# START OF Data to process
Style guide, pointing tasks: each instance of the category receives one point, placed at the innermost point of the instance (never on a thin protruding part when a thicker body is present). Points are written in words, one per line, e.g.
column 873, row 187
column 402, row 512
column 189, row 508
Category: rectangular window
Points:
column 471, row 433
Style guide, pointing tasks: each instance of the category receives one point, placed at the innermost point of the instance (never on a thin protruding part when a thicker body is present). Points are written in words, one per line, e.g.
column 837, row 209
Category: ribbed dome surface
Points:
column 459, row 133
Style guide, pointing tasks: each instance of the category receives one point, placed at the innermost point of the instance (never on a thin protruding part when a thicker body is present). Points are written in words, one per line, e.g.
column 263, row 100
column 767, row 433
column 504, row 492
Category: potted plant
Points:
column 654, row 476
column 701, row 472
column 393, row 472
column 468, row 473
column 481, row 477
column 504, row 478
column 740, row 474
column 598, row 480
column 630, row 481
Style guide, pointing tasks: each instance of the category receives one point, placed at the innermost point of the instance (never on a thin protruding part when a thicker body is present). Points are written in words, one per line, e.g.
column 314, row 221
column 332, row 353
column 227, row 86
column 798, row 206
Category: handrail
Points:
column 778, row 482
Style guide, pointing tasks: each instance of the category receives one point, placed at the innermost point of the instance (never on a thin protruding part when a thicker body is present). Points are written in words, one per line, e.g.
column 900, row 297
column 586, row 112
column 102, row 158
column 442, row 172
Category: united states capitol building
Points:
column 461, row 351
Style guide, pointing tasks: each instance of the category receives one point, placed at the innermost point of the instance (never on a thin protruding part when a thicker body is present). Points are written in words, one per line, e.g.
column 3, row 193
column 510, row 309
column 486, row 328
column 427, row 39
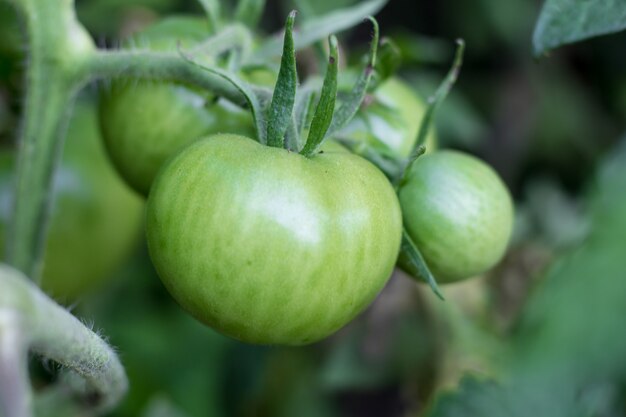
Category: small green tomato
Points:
column 145, row 122
column 458, row 212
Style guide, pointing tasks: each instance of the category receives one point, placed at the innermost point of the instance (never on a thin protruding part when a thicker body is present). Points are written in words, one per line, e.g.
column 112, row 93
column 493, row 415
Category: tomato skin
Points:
column 270, row 247
column 95, row 220
column 458, row 212
column 145, row 122
column 390, row 120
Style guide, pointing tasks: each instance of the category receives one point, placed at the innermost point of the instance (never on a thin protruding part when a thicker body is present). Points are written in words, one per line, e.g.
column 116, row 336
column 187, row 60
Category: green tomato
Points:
column 95, row 220
column 145, row 122
column 458, row 212
column 270, row 247
column 390, row 120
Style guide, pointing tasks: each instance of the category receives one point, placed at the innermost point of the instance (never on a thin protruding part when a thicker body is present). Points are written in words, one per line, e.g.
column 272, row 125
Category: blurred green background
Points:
column 540, row 335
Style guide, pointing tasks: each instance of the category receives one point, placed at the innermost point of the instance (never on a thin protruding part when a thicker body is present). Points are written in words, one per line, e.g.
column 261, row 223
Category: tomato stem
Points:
column 37, row 323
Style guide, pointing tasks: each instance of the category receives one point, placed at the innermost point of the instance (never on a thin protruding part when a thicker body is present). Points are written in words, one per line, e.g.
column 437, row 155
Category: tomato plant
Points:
column 458, row 212
column 143, row 122
column 95, row 220
column 389, row 120
column 316, row 238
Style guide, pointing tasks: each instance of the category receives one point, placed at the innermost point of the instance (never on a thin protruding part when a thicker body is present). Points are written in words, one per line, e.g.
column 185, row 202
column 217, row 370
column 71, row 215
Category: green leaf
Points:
column 326, row 105
column 352, row 103
column 281, row 108
column 418, row 267
column 567, row 21
column 322, row 27
column 213, row 12
column 434, row 102
column 249, row 12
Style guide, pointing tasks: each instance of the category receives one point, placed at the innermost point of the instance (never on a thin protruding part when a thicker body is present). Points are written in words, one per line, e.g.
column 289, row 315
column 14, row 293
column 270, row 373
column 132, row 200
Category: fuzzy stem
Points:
column 15, row 392
column 158, row 66
column 55, row 334
column 57, row 44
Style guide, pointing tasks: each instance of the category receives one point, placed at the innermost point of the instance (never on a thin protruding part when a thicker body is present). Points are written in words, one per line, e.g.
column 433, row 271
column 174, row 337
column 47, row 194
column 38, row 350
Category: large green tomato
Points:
column 390, row 119
column 458, row 212
column 96, row 219
column 145, row 122
column 268, row 246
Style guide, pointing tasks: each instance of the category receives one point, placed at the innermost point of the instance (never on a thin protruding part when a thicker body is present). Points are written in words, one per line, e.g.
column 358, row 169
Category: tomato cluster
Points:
column 272, row 246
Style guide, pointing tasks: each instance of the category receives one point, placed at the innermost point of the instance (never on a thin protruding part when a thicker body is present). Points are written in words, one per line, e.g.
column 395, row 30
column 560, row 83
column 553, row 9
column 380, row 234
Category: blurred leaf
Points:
column 389, row 60
column 321, row 27
column 567, row 21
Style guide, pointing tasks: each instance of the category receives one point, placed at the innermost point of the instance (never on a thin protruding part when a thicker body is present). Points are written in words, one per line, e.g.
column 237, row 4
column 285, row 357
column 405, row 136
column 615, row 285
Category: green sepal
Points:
column 412, row 258
column 253, row 98
column 320, row 28
column 351, row 105
column 326, row 106
column 389, row 60
column 281, row 108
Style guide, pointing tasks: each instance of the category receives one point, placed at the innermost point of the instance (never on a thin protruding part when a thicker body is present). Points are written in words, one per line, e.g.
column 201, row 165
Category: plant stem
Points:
column 15, row 392
column 157, row 66
column 54, row 333
column 57, row 43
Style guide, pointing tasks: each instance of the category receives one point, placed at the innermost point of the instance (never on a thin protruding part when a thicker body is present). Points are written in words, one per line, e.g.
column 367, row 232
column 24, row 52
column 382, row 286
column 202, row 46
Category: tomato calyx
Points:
column 285, row 114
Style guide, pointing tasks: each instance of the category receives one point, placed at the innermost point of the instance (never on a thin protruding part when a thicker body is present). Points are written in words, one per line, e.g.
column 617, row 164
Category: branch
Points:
column 157, row 66
column 52, row 332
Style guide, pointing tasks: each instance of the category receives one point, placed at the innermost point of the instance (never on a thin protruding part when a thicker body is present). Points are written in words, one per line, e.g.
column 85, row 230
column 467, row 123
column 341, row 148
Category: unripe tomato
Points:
column 145, row 122
column 268, row 246
column 95, row 220
column 458, row 212
column 390, row 119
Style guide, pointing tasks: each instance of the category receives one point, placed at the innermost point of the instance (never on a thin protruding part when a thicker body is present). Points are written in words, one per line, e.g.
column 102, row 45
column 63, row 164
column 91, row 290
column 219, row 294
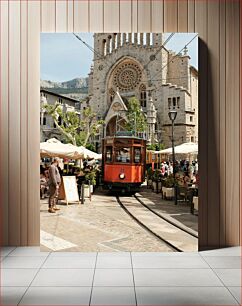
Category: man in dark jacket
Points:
column 54, row 183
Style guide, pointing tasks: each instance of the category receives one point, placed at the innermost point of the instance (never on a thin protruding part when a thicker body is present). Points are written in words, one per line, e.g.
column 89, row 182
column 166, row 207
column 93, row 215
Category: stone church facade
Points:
column 129, row 64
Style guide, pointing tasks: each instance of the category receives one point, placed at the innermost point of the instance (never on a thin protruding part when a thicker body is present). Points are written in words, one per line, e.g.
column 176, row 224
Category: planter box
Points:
# END OF Data to process
Work required
Make an exact reproduction of the listing above, without any pictures.

Task answer
Style guide, pointing tasks: each instance of the category receives one point, placed at the innermost point of the instance (never on a thin protruding part when a thicker body is present). Points are written in words, one per line, e.g.
column 873, row 187
column 402, row 512
column 189, row 508
Category: rectangular window
Points:
column 471, row 433
Style guide, pointing tasks: each instance of the category receives one point, placed at the innermost point of the instance (never on a thin protruding part when a thicker body is present). Points are written in words, one per line, e.g.
column 837, row 209
Category: ribbed dome surface
Points:
column 459, row 133
Style guide, pointing tasks: each instance of the category receives one point, placed at the innermost point of the instance (never on a thin protruding part when a thicker body is present). Points are written in words, one per line, e.g.
column 263, row 100
column 767, row 433
column 504, row 492
Category: potted plant
Points:
column 654, row 476
column 701, row 472
column 393, row 472
column 468, row 473
column 481, row 477
column 504, row 478
column 740, row 474
column 598, row 480
column 630, row 481
Style guide, pointing tasks: each instance of the category receives one point, placed at the innermost point of the instance (never on a thin protruding part when a thicker body is present). Points are written in words, one per line, e.g.
column 314, row 221
column 332, row 353
column 227, row 86
column 798, row 206
Category: handrail
Points:
column 778, row 482
Style guide, pointing tasks: each instance of the category receives one point, placed at the innermost point of the instance (never on a thin protruding part when a thicker body is present). Points are written in words, one per line, e.g.
column 900, row 297
column 586, row 112
column 102, row 158
column 442, row 172
Category: united states capitol building
Points:
column 461, row 351
Style guide, pointing tasks: each instance of the category receives one point, placed at the innermost point of the instance (never on a thin protruding part when a thicker body is present). Points are written in words, one per line, e.g.
column 3, row 193
column 510, row 309
column 486, row 328
column 427, row 39
Category: small green tomato
Points:
column 145, row 122
column 458, row 212
Style guide, pointing tasks: each instance of the category receives one point, placed at the innermost point of the instance (never on a thin protruding part when a thicker body is present). Points are written in words, one per line, e.g.
column 112, row 93
column 493, row 415
Category: tomato skin
Points:
column 270, row 247
column 95, row 220
column 458, row 212
column 145, row 122
column 390, row 120
Style guide, pointing tasks: each instance of the category receives one point, placed at the innermost point of the instance (never on a thin protruding part when a thicker body is present). Points are written in words, one per line, e.g.
column 116, row 336
column 187, row 60
Category: green tomato
Points:
column 95, row 220
column 145, row 122
column 458, row 212
column 270, row 247
column 390, row 120
Style guide, pointing tasks: each instance of the category receives one point, placed at the innermost point of the instance (never on a thin protruding part when a thicker body is present). Points are written in words, one per line, e.g.
column 272, row 125
Category: blurred green background
Points:
column 540, row 335
Style guide, pointing tasks: each instance of the category receives one point, placed at the innermost point of the instance (never on a thin protruding part when a thicker body is present). Points are written in words, one per line, e.g.
column 261, row 223
Category: tomato stem
Points:
column 37, row 323
Style guide, pointing tasks: each instance of the category receives one point, placed at the innermost point of the instance (never on a thin protruding part when a thicker body is present). Points are written in words, one per line, e.g.
column 437, row 155
Category: tomato plant
Points:
column 458, row 212
column 143, row 122
column 95, row 220
column 389, row 120
column 316, row 238
Style guide, pointing tasks: each instance of the category receives one point, placed at the innermost point of the instance (never on a thin protruding part when a thicker body is present). Points are written in words, one per line, e.g.
column 185, row 202
column 217, row 370
column 71, row 215
Category: green leaf
Points:
column 326, row 105
column 352, row 103
column 281, row 108
column 418, row 267
column 567, row 21
column 322, row 27
column 213, row 12
column 434, row 102
column 249, row 12
Style guide, pointing tasks: each instance of the category receives one point, placed at the innermost point of the instance (never on a thin protruding part when a thicker body is present). Points are written in words, one per line, e.g.
column 289, row 315
column 14, row 293
column 270, row 373
column 132, row 200
Category: fuzzy stem
Points:
column 15, row 392
column 158, row 66
column 55, row 334
column 57, row 44
Style guide, pointing tasks: each instance of the category receives one point, placed at the innermost point of the instance (never on a thin protruding part when a thicker body is present). Points are written in words, one per line, e.g.
column 433, row 271
column 174, row 337
column 47, row 194
column 38, row 350
Category: large green tomato
Points:
column 390, row 119
column 458, row 212
column 96, row 219
column 145, row 122
column 268, row 246
Style guide, pointing tasks: each instance of the category receives one point, placed at the innermost point of the instance (never on a thin protruding part when a thicker body is present). Points are written in words, one per line, e.g.
column 358, row 169
Category: tomato cluster
Points:
column 272, row 246
Style guide, pointing tasks: each instance of the category receives one point, placed at the innermost point of the instance (never on a thin protruding part when a thicker body is present). Points are written in words, one per line, e.g.
column 395, row 30
column 560, row 83
column 553, row 9
column 380, row 234
Category: blurred leaf
Points:
column 389, row 60
column 321, row 27
column 567, row 21
Style guide, pointing tasks: each instance of the category receives one point, placed at the innermost point of the instance (never on a thin protruding part when a thicker body is present). Points are written in words, one per line, e.g.
column 237, row 4
column 285, row 357
column 405, row 136
column 615, row 285
Category: green sepal
Points:
column 412, row 258
column 253, row 98
column 320, row 28
column 351, row 105
column 326, row 106
column 389, row 60
column 281, row 108
Style guide, pointing tasks: each instance of the category receives one point, placed at the innermost point of the instance (never on a thin protruding part when a thicker body is present). Points are written in words, one per line, e.g.
column 201, row 165
Category: plant stem
Points:
column 15, row 392
column 157, row 66
column 54, row 333
column 57, row 43
Style guide, pointing tasks: each instance of the category receives one point, placed at the innermost point of the instance (never on a thin protruding part when a thicker body is present). Points are written in words, one per line, e.g.
column 367, row 232
column 24, row 52
column 382, row 286
column 202, row 46
Category: tomato calyx
Points:
column 285, row 114
Style guide, pointing tasks: each instance of the category receives one point, placed at the innermost point of the instance (never on a thin protruding part when a thicker body is present). Points are written in words, one per line, e.g.
column 617, row 164
Category: branch
Points:
column 157, row 66
column 52, row 332
Style guide, pointing tasks: each instance of the category receives one point, placed at the innermost point of the instance (never on a thin protruding part when a thicker body is present). Points are written in words, one per line, e.g.
column 85, row 230
column 467, row 123
column 341, row 148
Category: unripe tomato
Points:
column 145, row 122
column 268, row 246
column 95, row 220
column 458, row 212
column 390, row 119
Style guide, pointing tasks: each instance of the category receives one point, placed at the innermost point of the instance (never on a thin protruding part when a thicker body is present). Points are written in words, one per line, e.g.
column 102, row 45
column 63, row 164
column 91, row 290
column 219, row 294
Category: man in dark jacket
Points:
column 54, row 183
Style guide, pointing tasks: each instance of the category receives one point, placed at the innermost point of the instance (never on a thin protruding part when a thicker body is present). Points are written in words, one per line, e.g.
column 89, row 182
column 166, row 207
column 93, row 215
Category: stone church facade
Points:
column 129, row 64
Style guide, pointing tasks: each instance of the category receives one point, placed at the innermost point of the instance (never on a thin protruding part when a thicker body is present). Points are written in words, one per line, e.g.
column 176, row 224
Category: planter box
Points:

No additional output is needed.